> _Exercise description_: Add 4 to every bounding-box coordinate in the stretch of the listing below from its start through the line containing "[810,301,834,331]", and write out every line of that stretch, both ends included, with the new values and all of its text. Leave the pictures out.

> _Record list_:
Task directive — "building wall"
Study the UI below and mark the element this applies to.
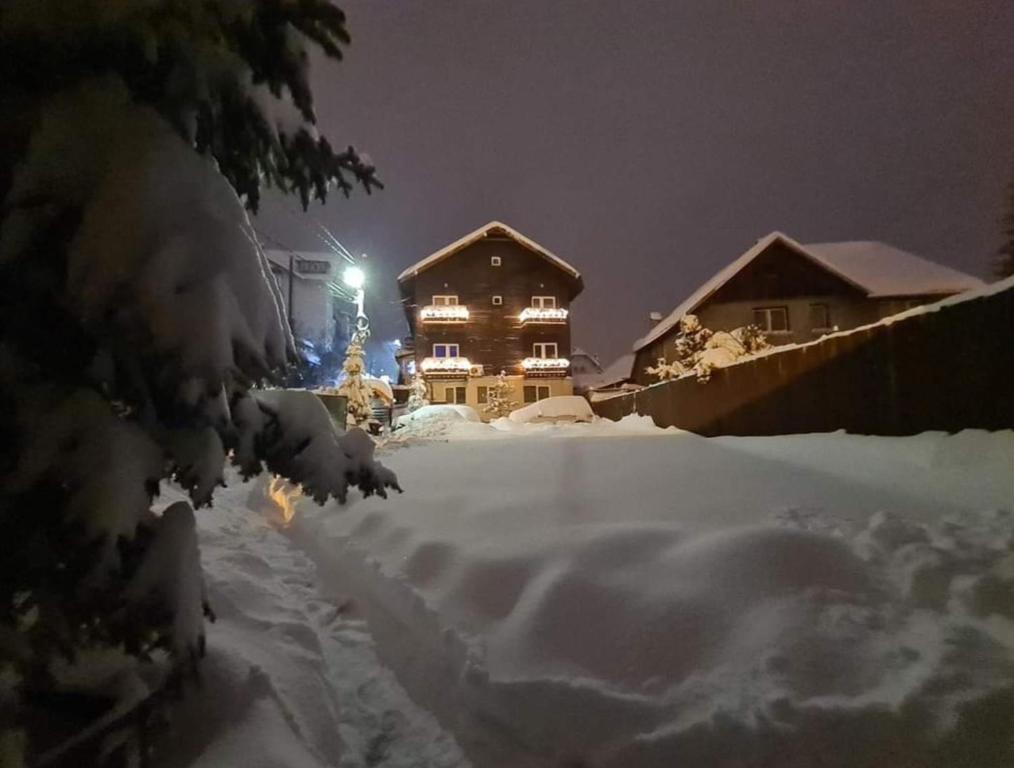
[407,237,574,375]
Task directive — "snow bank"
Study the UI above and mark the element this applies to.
[160,473,468,768]
[507,395,595,424]
[283,428,1014,768]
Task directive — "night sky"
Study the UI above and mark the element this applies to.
[258,0,1014,362]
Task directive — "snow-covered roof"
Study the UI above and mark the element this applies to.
[805,240,985,297]
[397,221,581,282]
[634,231,985,351]
[571,347,602,370]
[586,352,634,390]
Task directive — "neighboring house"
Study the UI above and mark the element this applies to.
[265,251,355,348]
[571,347,602,395]
[397,221,583,412]
[633,227,984,385]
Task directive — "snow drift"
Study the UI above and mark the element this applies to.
[285,424,1014,768]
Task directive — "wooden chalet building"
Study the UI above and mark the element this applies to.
[632,227,984,385]
[397,221,583,413]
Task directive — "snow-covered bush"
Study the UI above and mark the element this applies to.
[338,339,373,424]
[483,370,517,418]
[645,315,769,381]
[0,0,397,758]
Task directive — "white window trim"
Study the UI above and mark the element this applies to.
[433,342,461,359]
[810,301,834,333]
[753,305,792,336]
[531,341,560,360]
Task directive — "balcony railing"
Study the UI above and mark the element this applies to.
[419,357,479,375]
[521,357,570,373]
[517,306,567,323]
[419,304,468,323]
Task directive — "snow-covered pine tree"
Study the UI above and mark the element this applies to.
[338,336,373,424]
[483,370,517,418]
[995,182,1014,278]
[0,0,396,765]
[645,315,769,382]
[406,373,430,413]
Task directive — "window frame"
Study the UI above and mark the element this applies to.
[753,304,792,336]
[531,341,560,360]
[433,341,461,360]
[810,301,834,331]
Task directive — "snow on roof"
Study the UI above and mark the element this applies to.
[397,221,581,282]
[571,347,602,368]
[588,352,634,390]
[805,240,985,297]
[634,231,985,351]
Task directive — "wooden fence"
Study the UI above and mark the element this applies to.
[592,283,1014,435]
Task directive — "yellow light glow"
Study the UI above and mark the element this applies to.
[268,475,303,526]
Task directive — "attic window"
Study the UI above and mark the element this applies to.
[753,306,790,334]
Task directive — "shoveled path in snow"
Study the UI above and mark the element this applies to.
[157,477,468,768]
[288,424,1014,768]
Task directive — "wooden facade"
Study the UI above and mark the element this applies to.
[399,222,583,411]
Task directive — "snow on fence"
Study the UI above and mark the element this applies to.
[592,279,1014,435]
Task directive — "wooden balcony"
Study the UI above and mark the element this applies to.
[419,304,468,324]
[419,357,483,378]
[517,306,567,326]
[521,357,570,376]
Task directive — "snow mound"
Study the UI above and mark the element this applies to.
[507,395,595,424]
[397,405,482,426]
[300,428,1014,768]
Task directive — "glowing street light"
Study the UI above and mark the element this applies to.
[342,267,366,290]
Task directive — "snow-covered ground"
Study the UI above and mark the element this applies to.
[156,482,468,768]
[179,417,1014,768]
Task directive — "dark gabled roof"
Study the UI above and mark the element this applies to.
[397,221,581,283]
[634,232,985,352]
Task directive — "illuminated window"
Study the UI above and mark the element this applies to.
[531,341,560,358]
[444,387,466,405]
[524,385,550,403]
[433,344,461,357]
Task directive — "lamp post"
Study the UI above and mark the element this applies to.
[338,266,373,424]
[342,266,370,344]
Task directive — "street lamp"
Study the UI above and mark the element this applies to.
[342,265,370,344]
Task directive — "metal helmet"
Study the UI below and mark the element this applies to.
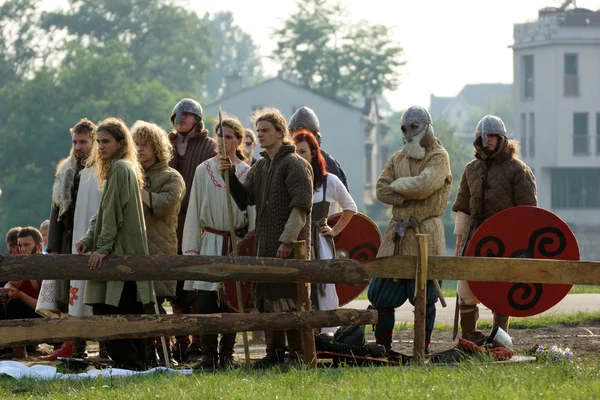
[171,98,202,125]
[400,106,433,142]
[475,114,508,140]
[288,106,321,143]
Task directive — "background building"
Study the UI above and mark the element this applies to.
[512,2,600,260]
[204,76,389,219]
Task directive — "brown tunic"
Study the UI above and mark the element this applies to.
[244,145,313,299]
[169,132,217,254]
[452,138,537,255]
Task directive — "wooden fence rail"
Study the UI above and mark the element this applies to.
[0,309,377,348]
[0,255,600,285]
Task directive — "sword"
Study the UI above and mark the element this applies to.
[219,106,250,367]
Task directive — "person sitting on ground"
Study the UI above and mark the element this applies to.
[0,226,42,359]
[40,219,50,254]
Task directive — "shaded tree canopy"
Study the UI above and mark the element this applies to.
[0,0,260,249]
[272,0,405,100]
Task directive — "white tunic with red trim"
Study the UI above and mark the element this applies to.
[181,156,254,290]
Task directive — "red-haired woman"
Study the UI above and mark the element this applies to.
[293,129,357,333]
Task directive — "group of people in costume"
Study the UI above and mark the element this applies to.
[0,99,536,370]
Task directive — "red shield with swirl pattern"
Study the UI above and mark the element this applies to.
[327,213,381,307]
[465,206,579,317]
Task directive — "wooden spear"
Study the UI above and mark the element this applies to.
[219,106,250,367]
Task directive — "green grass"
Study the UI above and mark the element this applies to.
[356,281,600,300]
[0,361,600,400]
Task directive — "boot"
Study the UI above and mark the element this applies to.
[195,335,219,370]
[173,338,190,364]
[146,339,158,368]
[219,333,240,369]
[40,342,73,361]
[493,313,509,333]
[285,329,304,365]
[184,337,203,364]
[73,340,87,358]
[252,331,285,369]
[460,305,479,340]
[156,336,179,368]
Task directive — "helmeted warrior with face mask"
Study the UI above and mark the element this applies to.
[169,99,217,362]
[368,106,452,353]
[288,106,350,194]
[452,115,537,340]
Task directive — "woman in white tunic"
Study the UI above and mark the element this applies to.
[182,118,254,369]
[293,129,357,333]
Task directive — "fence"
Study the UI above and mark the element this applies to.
[0,236,600,366]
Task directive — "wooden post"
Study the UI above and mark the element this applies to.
[293,240,317,368]
[413,235,429,365]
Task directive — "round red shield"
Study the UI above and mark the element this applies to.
[224,213,381,312]
[327,213,381,307]
[465,206,579,317]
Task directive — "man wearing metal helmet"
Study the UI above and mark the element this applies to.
[288,106,350,191]
[169,99,217,362]
[368,106,452,356]
[452,115,537,340]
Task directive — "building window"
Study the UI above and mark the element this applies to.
[527,113,535,157]
[521,113,527,157]
[573,113,589,154]
[596,113,600,154]
[521,55,534,100]
[551,168,600,209]
[564,53,579,97]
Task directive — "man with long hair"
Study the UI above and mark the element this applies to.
[182,118,250,369]
[36,118,96,361]
[131,121,185,365]
[169,98,217,362]
[219,108,313,368]
[76,118,156,370]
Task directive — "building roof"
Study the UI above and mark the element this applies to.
[429,94,455,120]
[206,76,363,113]
[457,83,512,107]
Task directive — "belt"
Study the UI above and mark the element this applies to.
[202,227,233,256]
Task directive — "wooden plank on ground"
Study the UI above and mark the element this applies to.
[0,309,377,348]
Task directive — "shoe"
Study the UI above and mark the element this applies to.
[219,333,241,369]
[40,342,73,361]
[184,342,203,364]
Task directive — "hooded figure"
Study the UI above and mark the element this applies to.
[452,115,537,339]
[368,106,452,355]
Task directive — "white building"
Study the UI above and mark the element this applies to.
[204,76,388,220]
[512,2,600,259]
[429,83,512,148]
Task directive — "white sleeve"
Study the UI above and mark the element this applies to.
[327,174,358,212]
[181,164,203,256]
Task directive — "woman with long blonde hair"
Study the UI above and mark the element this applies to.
[75,118,156,370]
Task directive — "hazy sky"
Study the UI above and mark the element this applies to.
[47,0,600,109]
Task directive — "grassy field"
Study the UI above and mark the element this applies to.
[356,281,600,300]
[0,361,600,400]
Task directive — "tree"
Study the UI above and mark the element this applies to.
[42,0,212,92]
[272,0,404,101]
[202,11,263,99]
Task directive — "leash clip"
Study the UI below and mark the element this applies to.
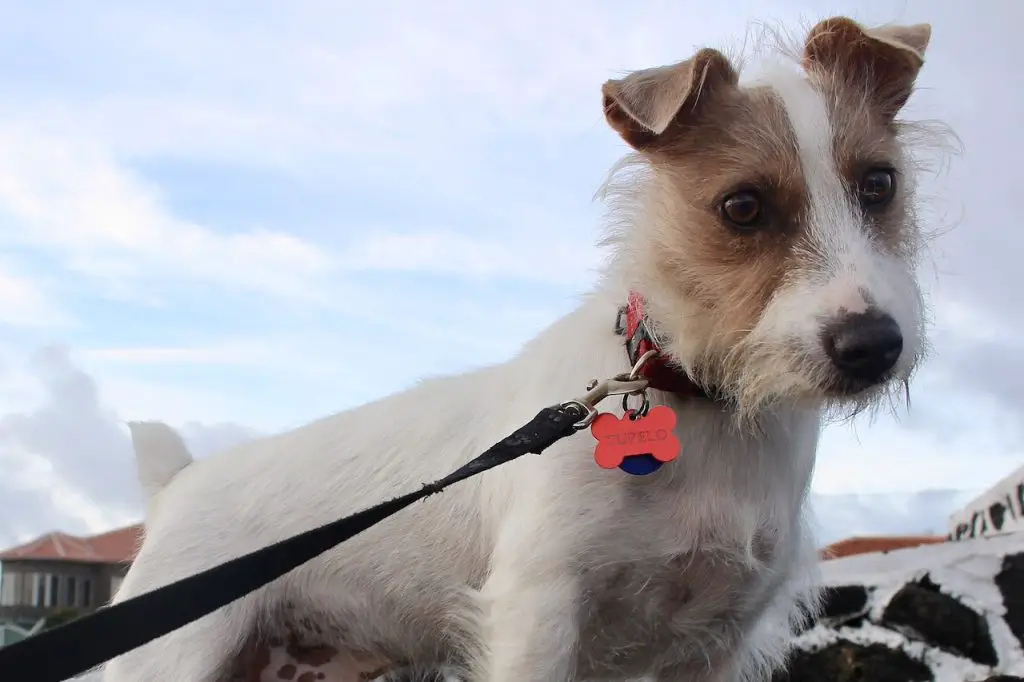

> _Answer to this problem_:
Task directive — "building wall"
Study the UI below and mark the element this applies to.
[411,241,578,379]
Task directive — "snow bank"
Study the UI above and mark the element this applies to.
[164,477,472,772]
[511,399,599,428]
[287,432,1018,772]
Task directive — "night sky"
Study the UI above and mark the element this applies to.
[262,4,1018,366]
Task directive — "snow-covered roof"
Study the UI above and mark the element this applies to.
[809,244,989,301]
[401,225,585,286]
[638,235,989,355]
[575,351,606,374]
[590,356,638,394]
Task directive — "neighboring house"
Study the UI above and mark the element this applies to.
[269,255,359,352]
[575,351,606,399]
[401,225,587,416]
[637,231,988,389]
Task directive — "snow drift"
Study the UI above and mark the element this applies to.
[289,428,1018,772]
Task directive — "wooden chalet building"
Study the UI above and mark the element this applies to.
[636,231,988,389]
[401,225,587,417]
Task directive — "snow-covered bush"
Study the UI above and mark the element this applies to.
[342,343,377,428]
[487,374,521,422]
[649,319,773,385]
[4,4,401,762]
Task directive — "white window trim"
Study the UI above and mark the element this applies to.
[437,346,465,363]
[814,305,838,337]
[757,309,796,340]
[535,345,564,364]
Task directive — "balcony railing"
Study the UI above and mark the element this applies to.
[423,361,483,379]
[525,361,574,377]
[521,310,571,327]
[423,308,472,327]
Task directive — "snow-covered pine tree"
Study the UI above and mark the element this applies to.
[342,340,377,428]
[487,374,521,422]
[999,186,1018,282]
[4,4,400,769]
[649,319,773,386]
[410,377,434,417]
Task directive — "window frame"
Study the UI above and mark the element this applies to.
[757,308,796,340]
[535,345,564,364]
[437,345,465,364]
[814,305,838,335]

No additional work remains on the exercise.